Material for the task:
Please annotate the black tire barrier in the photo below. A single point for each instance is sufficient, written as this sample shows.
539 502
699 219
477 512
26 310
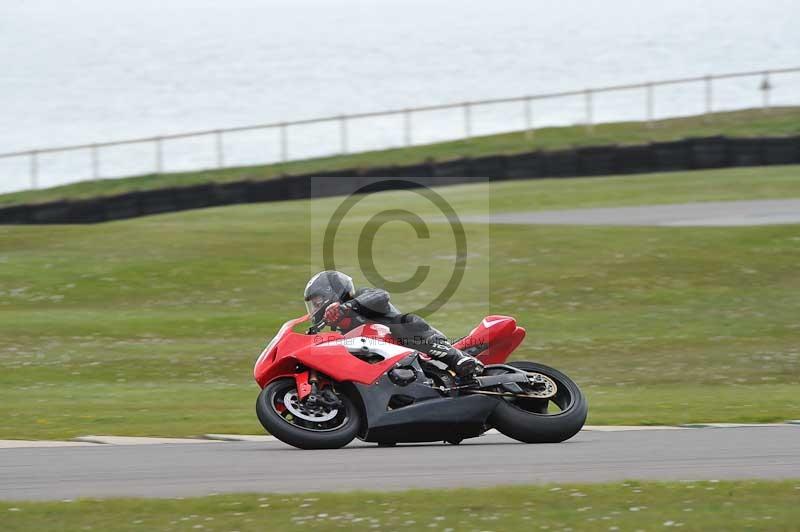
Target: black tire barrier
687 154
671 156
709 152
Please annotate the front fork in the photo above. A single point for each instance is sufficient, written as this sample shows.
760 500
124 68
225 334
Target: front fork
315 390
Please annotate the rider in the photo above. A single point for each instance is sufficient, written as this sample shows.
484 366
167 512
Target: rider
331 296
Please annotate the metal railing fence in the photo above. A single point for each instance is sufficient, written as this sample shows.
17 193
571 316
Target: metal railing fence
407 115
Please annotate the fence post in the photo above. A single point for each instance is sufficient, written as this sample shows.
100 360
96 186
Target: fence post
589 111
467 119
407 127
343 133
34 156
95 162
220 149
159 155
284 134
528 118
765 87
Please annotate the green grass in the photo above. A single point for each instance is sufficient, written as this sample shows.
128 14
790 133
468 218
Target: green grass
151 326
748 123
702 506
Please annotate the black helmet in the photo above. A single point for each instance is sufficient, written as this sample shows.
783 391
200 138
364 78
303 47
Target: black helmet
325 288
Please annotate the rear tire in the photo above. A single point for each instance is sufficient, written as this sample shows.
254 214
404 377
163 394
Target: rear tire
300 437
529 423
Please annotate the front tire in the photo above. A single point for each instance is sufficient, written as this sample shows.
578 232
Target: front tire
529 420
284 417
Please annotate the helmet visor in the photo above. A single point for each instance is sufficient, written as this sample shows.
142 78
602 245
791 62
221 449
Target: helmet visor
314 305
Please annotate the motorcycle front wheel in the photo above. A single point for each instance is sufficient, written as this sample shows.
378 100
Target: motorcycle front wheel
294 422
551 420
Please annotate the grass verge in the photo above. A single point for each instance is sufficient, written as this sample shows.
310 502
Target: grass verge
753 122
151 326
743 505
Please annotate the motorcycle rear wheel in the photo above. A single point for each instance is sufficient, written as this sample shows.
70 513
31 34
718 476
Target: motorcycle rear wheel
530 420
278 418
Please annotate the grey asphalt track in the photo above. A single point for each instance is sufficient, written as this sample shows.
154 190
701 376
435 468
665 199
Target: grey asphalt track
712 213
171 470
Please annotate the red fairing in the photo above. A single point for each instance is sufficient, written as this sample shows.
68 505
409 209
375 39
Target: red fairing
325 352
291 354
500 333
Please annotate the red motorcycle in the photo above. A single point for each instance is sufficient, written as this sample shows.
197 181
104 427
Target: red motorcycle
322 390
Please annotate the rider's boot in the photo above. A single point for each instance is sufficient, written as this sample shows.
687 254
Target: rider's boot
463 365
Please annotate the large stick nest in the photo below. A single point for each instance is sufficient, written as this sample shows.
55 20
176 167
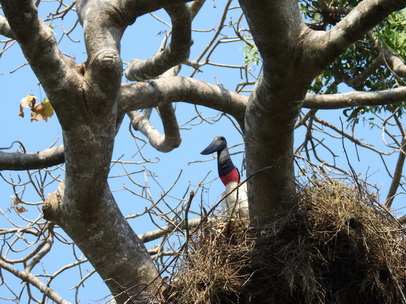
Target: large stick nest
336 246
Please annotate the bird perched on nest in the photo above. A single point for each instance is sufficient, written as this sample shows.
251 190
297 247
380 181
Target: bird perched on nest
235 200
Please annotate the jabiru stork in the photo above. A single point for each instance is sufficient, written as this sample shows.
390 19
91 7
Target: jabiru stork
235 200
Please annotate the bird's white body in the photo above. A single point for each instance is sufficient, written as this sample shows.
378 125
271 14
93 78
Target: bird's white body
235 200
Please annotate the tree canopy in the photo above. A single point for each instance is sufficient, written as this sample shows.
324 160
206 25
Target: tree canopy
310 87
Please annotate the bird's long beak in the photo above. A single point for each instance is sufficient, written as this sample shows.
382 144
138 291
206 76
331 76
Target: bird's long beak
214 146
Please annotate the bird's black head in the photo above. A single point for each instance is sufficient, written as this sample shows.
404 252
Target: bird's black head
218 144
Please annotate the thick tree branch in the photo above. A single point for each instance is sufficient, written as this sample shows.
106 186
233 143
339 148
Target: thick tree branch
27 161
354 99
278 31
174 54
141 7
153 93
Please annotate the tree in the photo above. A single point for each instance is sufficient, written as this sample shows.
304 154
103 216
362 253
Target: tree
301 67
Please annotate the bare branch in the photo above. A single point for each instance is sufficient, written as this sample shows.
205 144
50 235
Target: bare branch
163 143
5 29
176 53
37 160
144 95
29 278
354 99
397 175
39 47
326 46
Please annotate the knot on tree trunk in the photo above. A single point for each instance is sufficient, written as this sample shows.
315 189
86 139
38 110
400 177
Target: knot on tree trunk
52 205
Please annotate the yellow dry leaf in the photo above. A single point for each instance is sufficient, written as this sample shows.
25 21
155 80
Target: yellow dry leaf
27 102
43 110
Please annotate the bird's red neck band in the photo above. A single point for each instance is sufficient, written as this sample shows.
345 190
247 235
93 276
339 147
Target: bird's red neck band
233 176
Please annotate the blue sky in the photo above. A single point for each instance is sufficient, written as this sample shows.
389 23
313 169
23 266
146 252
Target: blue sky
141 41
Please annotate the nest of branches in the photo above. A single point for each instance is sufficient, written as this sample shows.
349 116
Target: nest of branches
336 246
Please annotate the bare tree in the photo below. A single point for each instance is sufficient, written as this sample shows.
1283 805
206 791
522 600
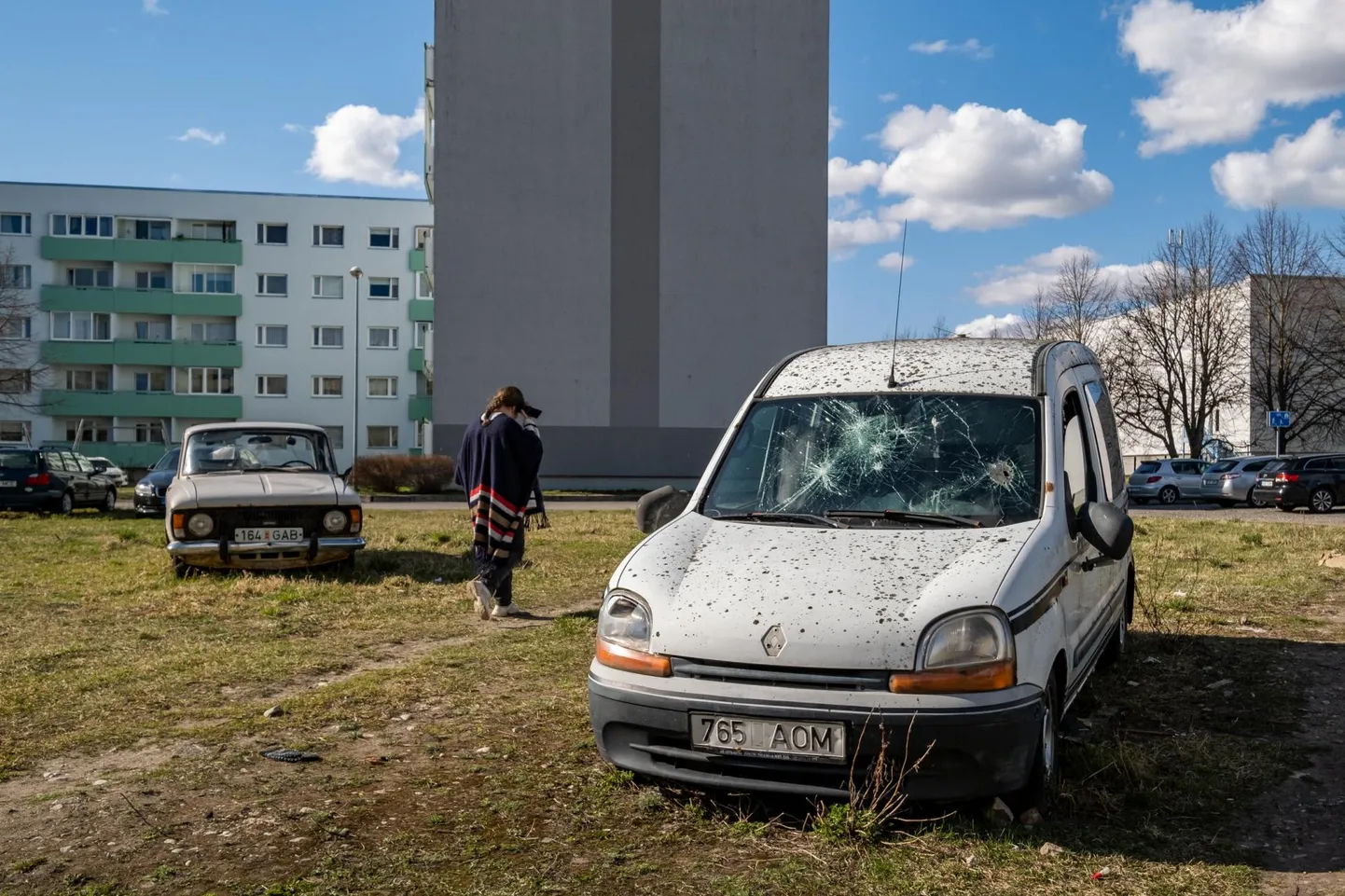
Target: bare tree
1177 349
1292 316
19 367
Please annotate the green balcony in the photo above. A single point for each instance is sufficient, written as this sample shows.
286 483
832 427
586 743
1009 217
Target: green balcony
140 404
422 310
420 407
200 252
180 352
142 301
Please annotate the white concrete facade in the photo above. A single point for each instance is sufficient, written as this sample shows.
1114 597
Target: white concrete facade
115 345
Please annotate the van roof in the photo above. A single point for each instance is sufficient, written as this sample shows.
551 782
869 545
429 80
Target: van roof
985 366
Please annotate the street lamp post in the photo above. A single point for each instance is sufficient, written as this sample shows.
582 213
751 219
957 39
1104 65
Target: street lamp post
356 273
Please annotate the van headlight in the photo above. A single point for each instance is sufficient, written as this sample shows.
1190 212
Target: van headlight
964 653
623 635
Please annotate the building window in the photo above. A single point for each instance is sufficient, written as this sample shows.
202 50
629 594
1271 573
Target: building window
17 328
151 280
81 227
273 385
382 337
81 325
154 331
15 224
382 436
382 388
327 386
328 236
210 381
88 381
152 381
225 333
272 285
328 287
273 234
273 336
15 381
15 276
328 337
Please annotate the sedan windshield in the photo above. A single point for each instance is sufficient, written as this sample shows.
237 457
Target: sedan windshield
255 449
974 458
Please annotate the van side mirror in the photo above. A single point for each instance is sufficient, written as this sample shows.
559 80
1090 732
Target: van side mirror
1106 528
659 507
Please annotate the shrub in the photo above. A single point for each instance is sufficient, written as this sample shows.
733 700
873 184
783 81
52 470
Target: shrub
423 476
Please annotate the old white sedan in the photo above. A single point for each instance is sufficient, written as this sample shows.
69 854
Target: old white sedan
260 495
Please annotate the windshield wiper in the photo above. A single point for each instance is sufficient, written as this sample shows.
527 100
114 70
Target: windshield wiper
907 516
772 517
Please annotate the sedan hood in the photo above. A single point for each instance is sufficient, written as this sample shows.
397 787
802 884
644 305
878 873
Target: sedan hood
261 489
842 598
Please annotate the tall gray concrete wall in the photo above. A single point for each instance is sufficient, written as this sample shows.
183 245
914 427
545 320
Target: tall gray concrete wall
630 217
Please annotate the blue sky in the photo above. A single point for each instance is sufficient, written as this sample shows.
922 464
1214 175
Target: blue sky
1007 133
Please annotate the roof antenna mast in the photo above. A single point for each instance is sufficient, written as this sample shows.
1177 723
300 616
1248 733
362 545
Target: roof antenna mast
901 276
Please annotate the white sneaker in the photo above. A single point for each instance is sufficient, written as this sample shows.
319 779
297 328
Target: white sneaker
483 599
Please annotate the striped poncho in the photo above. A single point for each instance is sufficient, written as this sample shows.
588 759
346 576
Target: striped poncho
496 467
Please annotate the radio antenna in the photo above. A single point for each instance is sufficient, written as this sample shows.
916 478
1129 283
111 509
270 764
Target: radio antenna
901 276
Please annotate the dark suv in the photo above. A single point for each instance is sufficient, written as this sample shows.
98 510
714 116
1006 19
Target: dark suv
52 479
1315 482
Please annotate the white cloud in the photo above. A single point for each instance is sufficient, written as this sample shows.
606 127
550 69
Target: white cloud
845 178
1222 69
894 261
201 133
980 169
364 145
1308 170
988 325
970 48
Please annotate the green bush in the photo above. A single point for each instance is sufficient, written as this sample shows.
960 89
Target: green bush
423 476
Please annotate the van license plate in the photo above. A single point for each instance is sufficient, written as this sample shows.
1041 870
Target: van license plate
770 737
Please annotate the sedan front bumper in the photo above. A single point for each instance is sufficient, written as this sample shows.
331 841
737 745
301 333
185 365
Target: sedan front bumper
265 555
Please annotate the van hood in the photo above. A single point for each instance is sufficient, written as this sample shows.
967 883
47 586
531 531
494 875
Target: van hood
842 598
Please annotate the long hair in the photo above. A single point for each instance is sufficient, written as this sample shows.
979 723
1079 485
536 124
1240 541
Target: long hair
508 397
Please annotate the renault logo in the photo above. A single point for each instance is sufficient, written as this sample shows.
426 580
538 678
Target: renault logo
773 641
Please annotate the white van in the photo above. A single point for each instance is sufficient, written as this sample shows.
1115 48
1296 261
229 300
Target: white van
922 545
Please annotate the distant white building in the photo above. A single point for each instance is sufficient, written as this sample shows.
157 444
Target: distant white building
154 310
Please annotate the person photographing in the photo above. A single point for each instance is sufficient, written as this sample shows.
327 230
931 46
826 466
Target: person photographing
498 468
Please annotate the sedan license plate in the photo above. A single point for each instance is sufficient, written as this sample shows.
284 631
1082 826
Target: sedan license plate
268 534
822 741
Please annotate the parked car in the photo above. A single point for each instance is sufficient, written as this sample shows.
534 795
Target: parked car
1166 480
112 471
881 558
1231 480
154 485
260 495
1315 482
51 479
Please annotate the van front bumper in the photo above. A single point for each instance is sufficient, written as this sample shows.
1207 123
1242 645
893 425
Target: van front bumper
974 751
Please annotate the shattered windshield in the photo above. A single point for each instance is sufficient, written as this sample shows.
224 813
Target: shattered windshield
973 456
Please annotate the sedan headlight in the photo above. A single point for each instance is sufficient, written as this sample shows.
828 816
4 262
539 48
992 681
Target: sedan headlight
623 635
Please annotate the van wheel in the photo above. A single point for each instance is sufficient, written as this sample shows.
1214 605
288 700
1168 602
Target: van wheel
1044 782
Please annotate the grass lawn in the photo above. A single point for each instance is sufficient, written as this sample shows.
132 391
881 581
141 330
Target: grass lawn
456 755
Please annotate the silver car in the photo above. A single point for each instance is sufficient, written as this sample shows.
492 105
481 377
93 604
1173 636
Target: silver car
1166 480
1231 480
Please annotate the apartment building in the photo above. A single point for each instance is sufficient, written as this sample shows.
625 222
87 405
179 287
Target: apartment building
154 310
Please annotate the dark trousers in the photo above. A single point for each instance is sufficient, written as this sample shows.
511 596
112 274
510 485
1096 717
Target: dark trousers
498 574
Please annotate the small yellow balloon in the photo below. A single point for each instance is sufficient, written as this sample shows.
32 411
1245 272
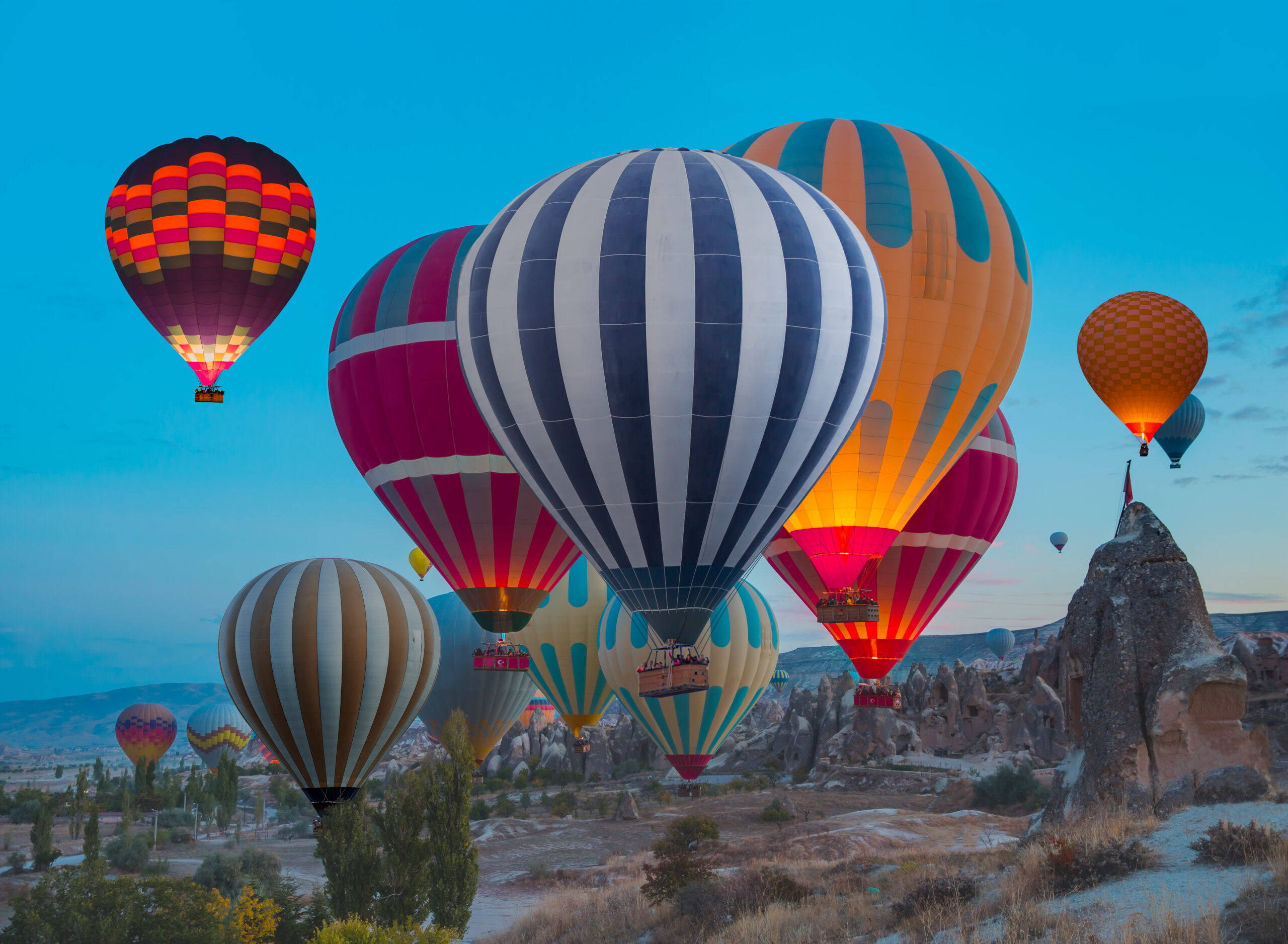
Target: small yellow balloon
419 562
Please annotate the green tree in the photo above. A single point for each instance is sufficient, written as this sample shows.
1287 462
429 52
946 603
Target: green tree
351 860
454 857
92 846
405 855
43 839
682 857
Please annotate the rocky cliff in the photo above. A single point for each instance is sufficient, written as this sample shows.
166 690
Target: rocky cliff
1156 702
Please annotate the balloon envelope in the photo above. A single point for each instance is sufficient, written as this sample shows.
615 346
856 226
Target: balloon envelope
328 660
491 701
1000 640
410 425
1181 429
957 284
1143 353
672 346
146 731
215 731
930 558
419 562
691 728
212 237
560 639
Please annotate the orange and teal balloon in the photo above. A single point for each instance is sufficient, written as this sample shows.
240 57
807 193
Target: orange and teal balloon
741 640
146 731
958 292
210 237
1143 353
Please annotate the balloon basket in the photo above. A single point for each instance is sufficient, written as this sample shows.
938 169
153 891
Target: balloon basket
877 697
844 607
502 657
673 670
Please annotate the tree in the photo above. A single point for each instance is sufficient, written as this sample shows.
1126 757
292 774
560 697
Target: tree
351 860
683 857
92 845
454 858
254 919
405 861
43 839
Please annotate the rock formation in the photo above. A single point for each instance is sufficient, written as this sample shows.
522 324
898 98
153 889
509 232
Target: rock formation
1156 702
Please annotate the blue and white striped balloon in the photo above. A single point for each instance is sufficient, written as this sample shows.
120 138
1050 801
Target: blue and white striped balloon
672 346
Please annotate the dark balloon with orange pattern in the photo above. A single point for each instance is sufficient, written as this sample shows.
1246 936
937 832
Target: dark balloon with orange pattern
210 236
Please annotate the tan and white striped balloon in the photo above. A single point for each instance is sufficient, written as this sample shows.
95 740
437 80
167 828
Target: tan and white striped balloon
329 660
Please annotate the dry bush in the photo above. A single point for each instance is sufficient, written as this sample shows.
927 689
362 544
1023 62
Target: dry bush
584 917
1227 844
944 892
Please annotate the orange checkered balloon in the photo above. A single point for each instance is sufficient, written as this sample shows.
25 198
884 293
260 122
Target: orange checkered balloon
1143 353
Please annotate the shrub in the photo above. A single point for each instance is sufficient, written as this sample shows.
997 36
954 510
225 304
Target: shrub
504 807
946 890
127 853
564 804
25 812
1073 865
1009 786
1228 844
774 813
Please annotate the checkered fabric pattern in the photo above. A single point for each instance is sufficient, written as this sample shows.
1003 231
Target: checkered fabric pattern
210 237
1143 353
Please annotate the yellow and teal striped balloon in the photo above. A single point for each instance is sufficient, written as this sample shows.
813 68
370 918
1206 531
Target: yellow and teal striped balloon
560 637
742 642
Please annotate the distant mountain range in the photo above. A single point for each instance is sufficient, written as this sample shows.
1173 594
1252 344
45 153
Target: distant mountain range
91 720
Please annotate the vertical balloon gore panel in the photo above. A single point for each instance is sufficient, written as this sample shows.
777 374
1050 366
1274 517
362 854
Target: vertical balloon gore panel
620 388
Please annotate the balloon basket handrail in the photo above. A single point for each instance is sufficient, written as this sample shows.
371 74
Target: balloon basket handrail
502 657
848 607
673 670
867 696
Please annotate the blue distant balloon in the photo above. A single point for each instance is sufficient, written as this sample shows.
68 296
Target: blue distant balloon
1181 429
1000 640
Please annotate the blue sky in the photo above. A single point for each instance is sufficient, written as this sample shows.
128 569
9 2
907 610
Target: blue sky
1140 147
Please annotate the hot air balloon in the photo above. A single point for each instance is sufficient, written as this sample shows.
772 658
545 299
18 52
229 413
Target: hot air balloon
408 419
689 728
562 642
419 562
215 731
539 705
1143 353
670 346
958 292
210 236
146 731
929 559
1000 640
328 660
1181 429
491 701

Problem requirements: Your output consists solely of the lines from the one with "Please annotate the checkered" through the last line, copied exactly.

Answer to the task:
Please annotate the checkered fabric pattern in the photo above. A single point for each instance is sufficient, written as this sample shows.
1003 231
Target: checkered fabric pattern
210 237
1143 353
Please annotate the yellow and teal striped balloon in the photo above. A single point for each instance is sufficient, written as this sample shows.
813 68
370 918
1206 531
Target: yellow and teal striped balloon
560 637
742 642
Please annotate the distant mountain range in the photo above. A single point for each instance is sufficient, written as this sample shows.
1173 594
1252 344
45 153
Target: distant mountain range
91 720
Please annotate the vertical balloon gore panel in the photo above. A single point for each instance is sufficient, written as this sample shows.
777 374
1050 366
1274 517
362 854
Target: vertical balloon gore panel
620 388
Please annotate the balloon basket handrail in the photo above. A single point for each instance is sufficient, written as this sample shows.
371 74
Target: balloon basket handrail
502 657
848 607
673 670
867 696
Please annotate the blue distant balloon in the photo above. A single point for each instance is sufficient, written as this sample shows.
68 296
Target: blue distant balloon
1181 429
1000 640
Please annotate the blue sky in the photo above. A single point for each instance is sufficient, written as this sample shows.
128 569
9 2
907 610
Target: blue sky
1140 147
Please annotate the hot air balloon in the photo above. A single point for each instance is sufficient, written as this sample shows.
772 658
545 299
18 52
229 413
Target: hot air balloon
408 419
689 728
562 642
419 562
215 731
539 705
1143 353
670 346
958 292
210 236
146 731
929 559
1000 640
328 660
1181 429
491 701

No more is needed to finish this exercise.